TASK INSTRUCTIONS: Reproduce every line that appears below, precisely and completely.
(ENTRIES SHOWN)
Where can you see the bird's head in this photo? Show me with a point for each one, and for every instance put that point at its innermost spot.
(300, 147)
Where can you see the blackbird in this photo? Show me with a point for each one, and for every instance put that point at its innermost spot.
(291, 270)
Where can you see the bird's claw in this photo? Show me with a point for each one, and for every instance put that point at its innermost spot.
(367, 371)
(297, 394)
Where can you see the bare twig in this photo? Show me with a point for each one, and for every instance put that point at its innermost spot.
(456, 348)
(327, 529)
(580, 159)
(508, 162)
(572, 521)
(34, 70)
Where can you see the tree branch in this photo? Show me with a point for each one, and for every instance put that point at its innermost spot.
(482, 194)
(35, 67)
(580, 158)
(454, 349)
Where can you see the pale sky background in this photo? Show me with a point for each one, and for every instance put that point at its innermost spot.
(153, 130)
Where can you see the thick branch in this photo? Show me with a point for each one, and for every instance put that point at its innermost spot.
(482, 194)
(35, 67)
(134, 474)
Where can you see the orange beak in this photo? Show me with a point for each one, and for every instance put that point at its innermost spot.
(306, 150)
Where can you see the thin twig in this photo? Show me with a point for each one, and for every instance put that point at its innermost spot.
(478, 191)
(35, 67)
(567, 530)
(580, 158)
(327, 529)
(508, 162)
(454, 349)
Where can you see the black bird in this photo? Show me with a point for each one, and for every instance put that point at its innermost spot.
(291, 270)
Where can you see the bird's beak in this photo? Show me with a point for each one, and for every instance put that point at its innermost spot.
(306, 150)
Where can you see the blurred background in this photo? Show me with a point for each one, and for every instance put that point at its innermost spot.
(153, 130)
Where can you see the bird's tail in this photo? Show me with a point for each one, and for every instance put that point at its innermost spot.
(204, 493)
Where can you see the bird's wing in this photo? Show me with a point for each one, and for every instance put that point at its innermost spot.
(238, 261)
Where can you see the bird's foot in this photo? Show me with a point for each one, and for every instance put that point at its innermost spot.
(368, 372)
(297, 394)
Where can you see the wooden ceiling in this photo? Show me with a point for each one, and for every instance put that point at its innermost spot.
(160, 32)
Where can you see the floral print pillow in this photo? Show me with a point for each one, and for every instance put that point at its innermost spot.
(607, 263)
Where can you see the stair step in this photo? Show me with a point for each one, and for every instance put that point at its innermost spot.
(End ENTRIES SHOWN)
RESPONSE AREA:
Where can you see the bird's head in this photo? Show me with a point for each one, and for every instance put that point at its innermost spot.
(300, 147)
Where can you see the blackbird in this photo? Show me with a point for each one, and for every instance put that point at its innermost spot.
(291, 270)
Where can you see the bird's claw in this photo? Show me with a point for each one, and for every instance put that point at its innermost spot.
(367, 371)
(297, 394)
Where can you see the bare twig in this photo? Show me with a point for each one, and for every instance put that point at its innermost spot.
(456, 348)
(327, 529)
(580, 159)
(508, 162)
(572, 521)
(34, 70)
Where can you see the tree branch in this photo? Show me with a point for each one, and for every instance put that point at its innermost spot.
(482, 194)
(35, 67)
(580, 158)
(454, 349)
Where can you see the pale sky background in this photo? Show me with a point for each one, and for every instance put that point at its innermost spot.
(153, 130)
Where can you see the thick branch in this photo? Show me with a point for each one, and for every instance put that point at its innermost spot.
(482, 194)
(35, 67)
(134, 474)
Where can you see the orange beak in this photo? Show me with a point for each one, and for every instance put that point at its innermost spot.
(306, 150)
Where can you see the thin twig in this photo? Show me with a point for each one, and for every instance put that point at its innermost spot.
(478, 191)
(35, 67)
(567, 530)
(580, 158)
(327, 529)
(508, 162)
(454, 349)
Where can you see the black bird in this photo? Show me with a point for each one, and for every instance put that point at its innermost spot.
(291, 270)
Where can you see the bird's beak in this photo? Show me with a point for each one, and for every instance put that point at its innermost spot.
(306, 150)
Where can you see the blurred background in this photo? Show me with a point for each one, and for every instance put that point at its innermost spot.
(153, 130)
Where can you see the bird's tail in this photo? Show me with a point for each one, and for every instance put that point at its innermost spot.
(204, 493)
Where can you see the bird's wing in this photo? Show me with a point for each one, and for every instance put that point at its innermost spot.
(238, 261)
Where can you see the bird's foot in this photo? Show me with a point for each one, and for every instance put that point at its innermost spot.
(368, 372)
(297, 394)
Where can you see the wooden ceiling in this photo? Show me with a point for each one, and for every instance put that point at its innermost spot.
(160, 32)
Where can you see the floral print pillow in this photo? Show me with a point for each one, and for every instance put that point at its innermost spot.
(607, 263)
Where can you see the stair step in this photo? Show me with a point for each one, and for every instance put that point at its innermost spot.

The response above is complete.